[Object point labels]
──────────────────────────────
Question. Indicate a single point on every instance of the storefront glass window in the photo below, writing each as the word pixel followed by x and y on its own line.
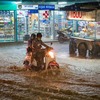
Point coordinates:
pixel 6 26
pixel 45 17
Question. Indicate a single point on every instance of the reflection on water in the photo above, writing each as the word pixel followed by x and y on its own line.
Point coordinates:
pixel 18 84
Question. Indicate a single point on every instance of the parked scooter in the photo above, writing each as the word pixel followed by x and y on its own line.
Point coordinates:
pixel 64 36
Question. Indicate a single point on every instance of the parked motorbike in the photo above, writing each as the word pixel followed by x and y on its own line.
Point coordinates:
pixel 64 36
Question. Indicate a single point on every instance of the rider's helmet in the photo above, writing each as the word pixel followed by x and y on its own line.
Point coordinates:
──────────────────────────────
◆ **Stated exercise**
Format all of the lines above as a JSON list of strings, one string per line, omitting blank lines and the pictures.

◆ **Solution below**
[
  "Question. Indicate a single point on every instance of the storefront glass window in the photo below, writing each as the word pixel followed by x and y on its own line.",
  "Point coordinates:",
  "pixel 6 26",
  "pixel 45 17",
  "Question. Indicate a single point on every instance of the reflection on water in the photo above, writing each as the word pixel followed by x and y on its own line.",
  "Point coordinates:",
  "pixel 18 84",
  "Question. Indicate a single point on every instance of the parked scooter in the photo above, writing each as the word pixel followed by x and y on its own line.",
  "Point coordinates:",
  "pixel 64 36",
  "Question. Indicate a single point on every instance of the parked motorbike in the photo above, writing each as the word pixel followed by x and y on its own line.",
  "Point coordinates:",
  "pixel 64 36",
  "Question. Indicate a single point on every instance of the rider's helmet in the photo above, writing each as the word pixel followed by x and y on its own line.",
  "Point coordinates:"
]